INFORMATION SHOWN Start Marker

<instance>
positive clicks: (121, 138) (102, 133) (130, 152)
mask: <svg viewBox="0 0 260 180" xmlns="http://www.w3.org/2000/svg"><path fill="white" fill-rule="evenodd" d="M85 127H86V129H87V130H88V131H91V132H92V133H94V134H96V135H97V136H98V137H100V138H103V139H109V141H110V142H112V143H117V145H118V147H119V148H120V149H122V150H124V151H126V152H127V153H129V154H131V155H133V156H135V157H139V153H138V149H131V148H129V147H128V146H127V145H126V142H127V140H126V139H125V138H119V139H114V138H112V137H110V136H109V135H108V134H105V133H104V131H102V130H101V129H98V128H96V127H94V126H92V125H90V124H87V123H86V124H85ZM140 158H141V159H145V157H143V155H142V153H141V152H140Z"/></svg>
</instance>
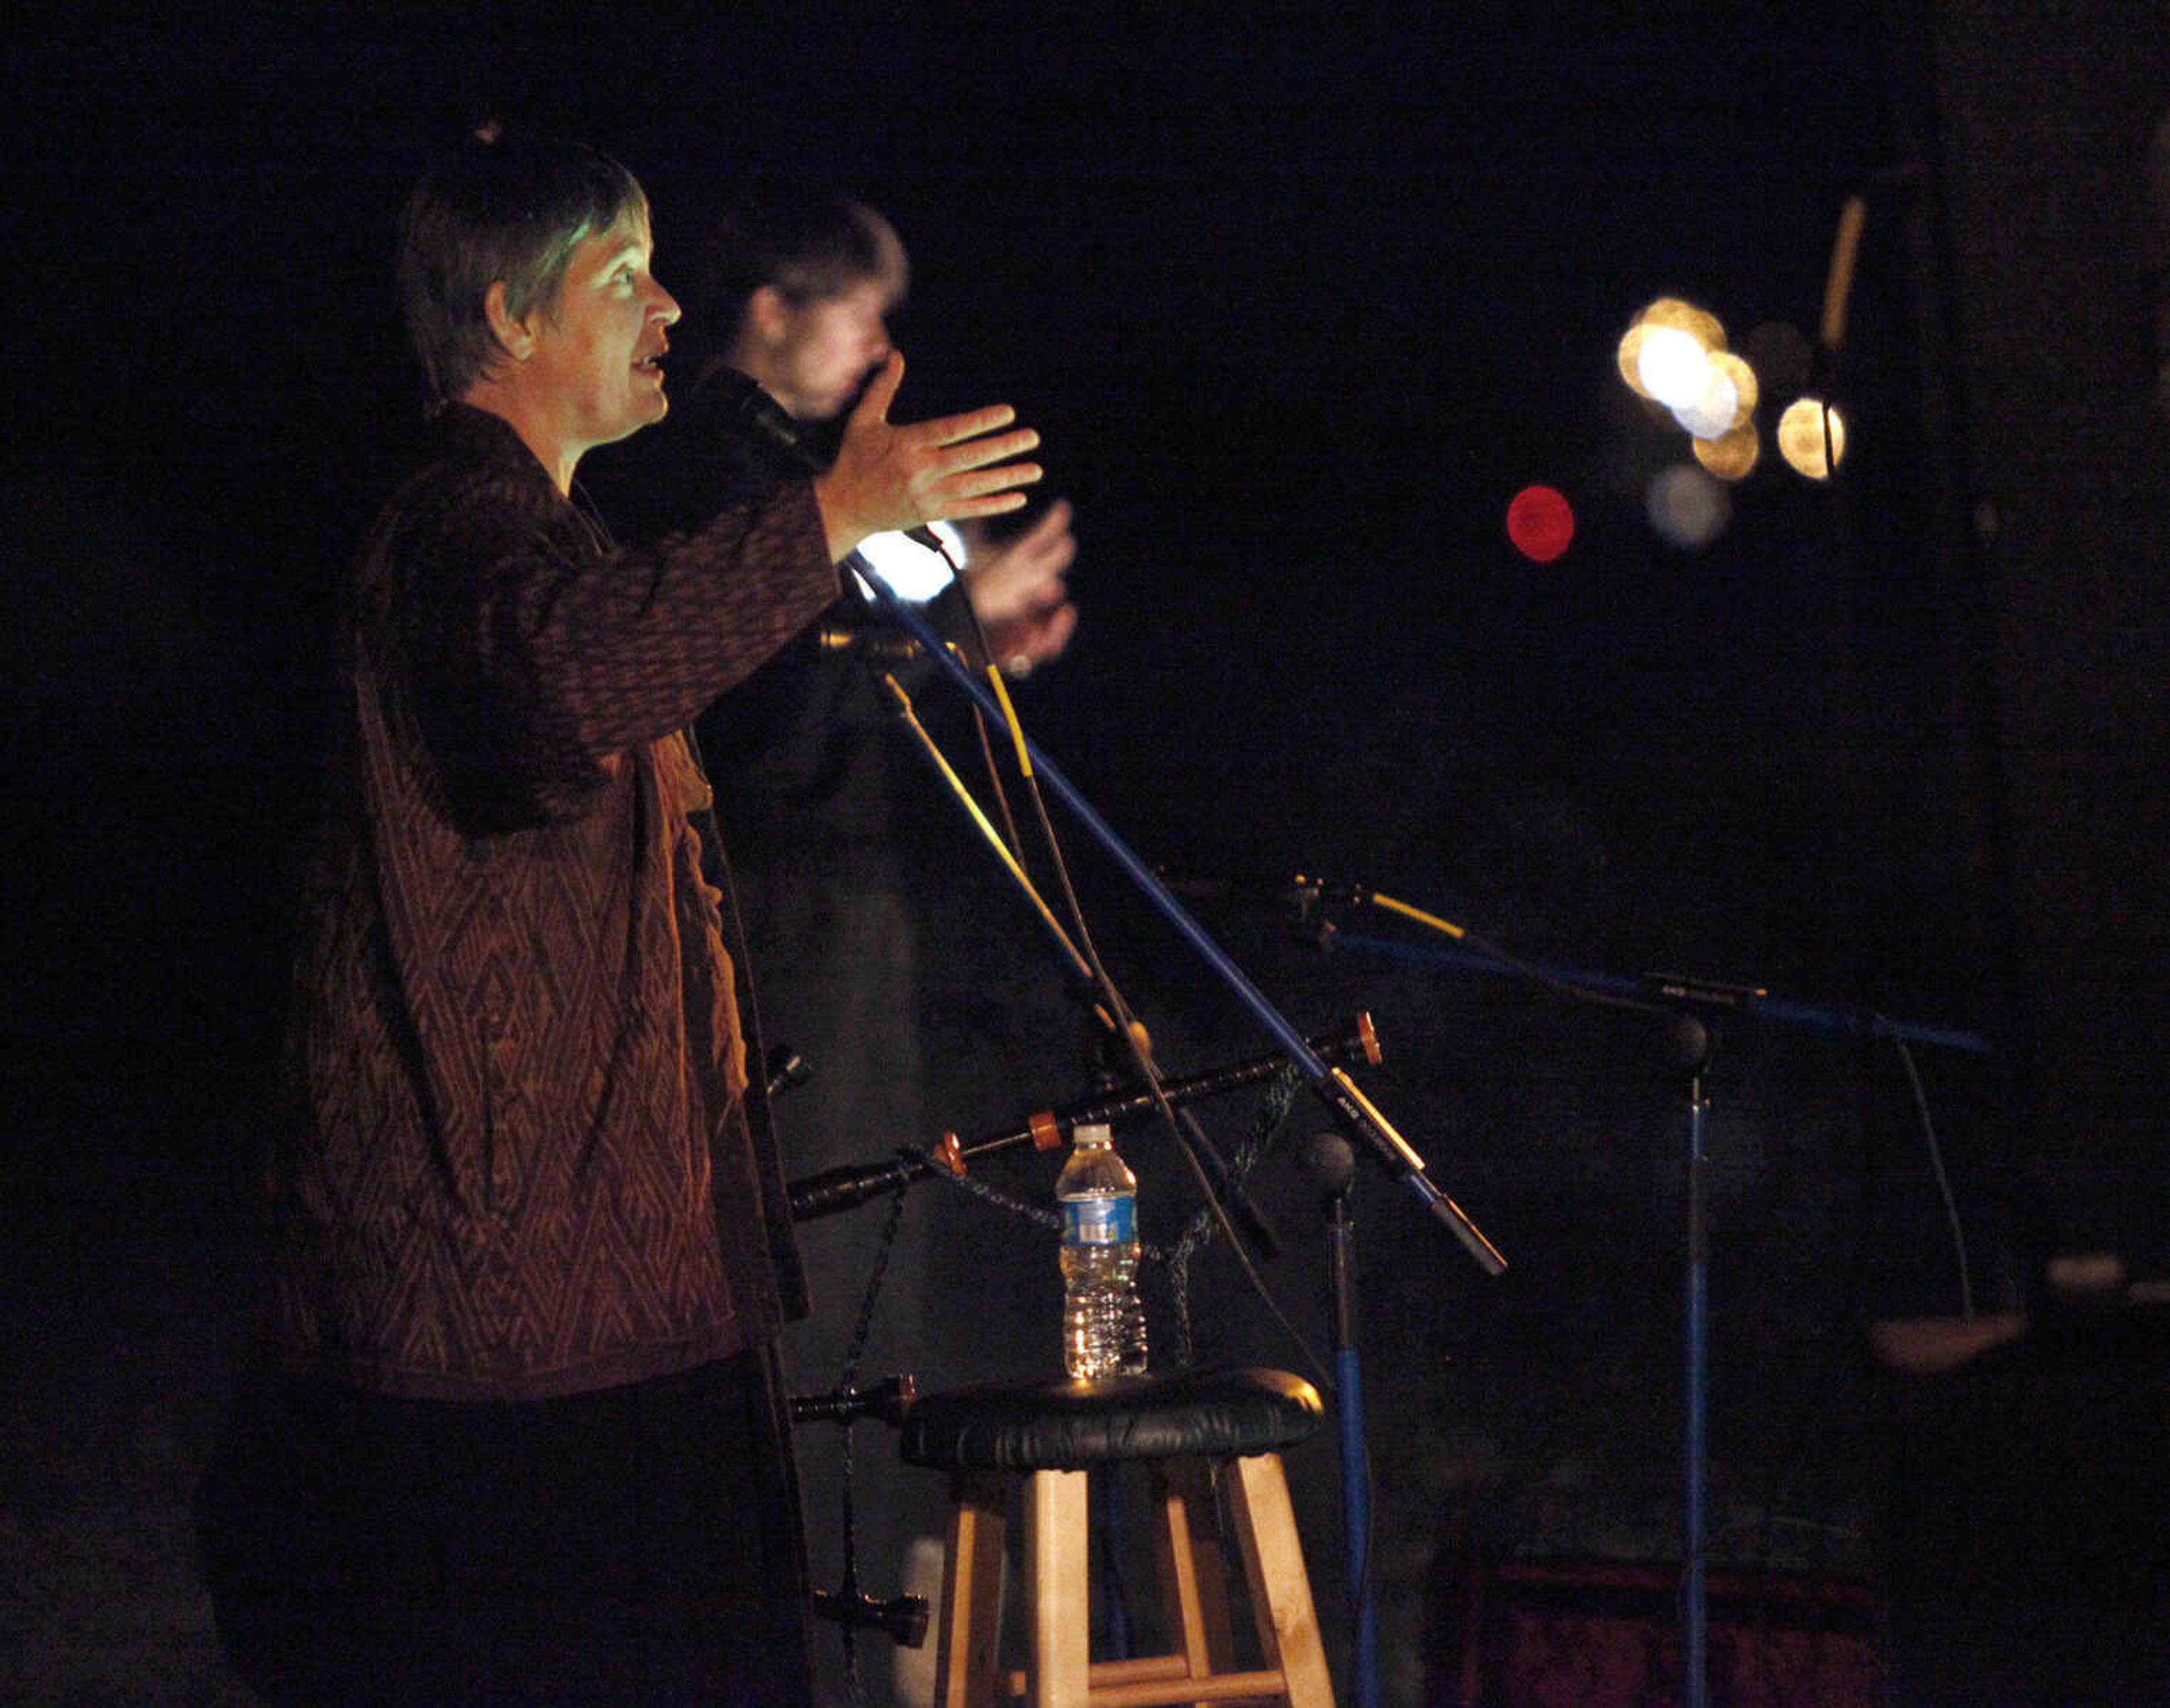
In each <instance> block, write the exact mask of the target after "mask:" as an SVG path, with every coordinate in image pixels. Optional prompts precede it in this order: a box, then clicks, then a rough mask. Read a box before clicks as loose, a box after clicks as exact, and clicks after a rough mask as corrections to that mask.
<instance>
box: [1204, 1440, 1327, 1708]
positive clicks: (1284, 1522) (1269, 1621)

INFORMATION SHOWN End Marker

EXERCISE AIM: Whenever images occur above, omit them and retype each line exactly as it stands.

YOUR RESPONSE:
<instance>
positive clicks: (121, 138) (102, 133) (130, 152)
mask: <svg viewBox="0 0 260 180" xmlns="http://www.w3.org/2000/svg"><path fill="white" fill-rule="evenodd" d="M85 127H86V129H87V130H88V131H91V132H92V133H94V134H96V135H97V136H98V137H100V138H103V139H109V141H110V142H112V143H117V145H118V147H119V148H120V149H122V150H124V151H126V152H127V153H129V154H131V155H133V156H135V157H139V153H138V149H131V148H129V147H128V146H127V145H126V142H127V140H126V139H125V138H119V139H114V138H112V137H110V136H109V135H108V134H105V133H104V131H102V130H101V129H98V128H96V127H94V126H92V125H90V124H87V123H86V124H85ZM140 158H141V159H145V157H143V155H142V153H141V152H140Z"/></svg>
</instance>
In each <instance> block, write the exact mask of the target after "mask:" as an SVG path, with every coordinate in image pixels. Optional prompts precede it in this order: a box, then clicks, then a rough mask. Read a box before clicks as loose, a box after clicks as exact, and clicks after a rough mask as corrections to that mask.
<instance>
box: [1204, 1440, 1327, 1708]
positive clicks: (1284, 1522) (1269, 1621)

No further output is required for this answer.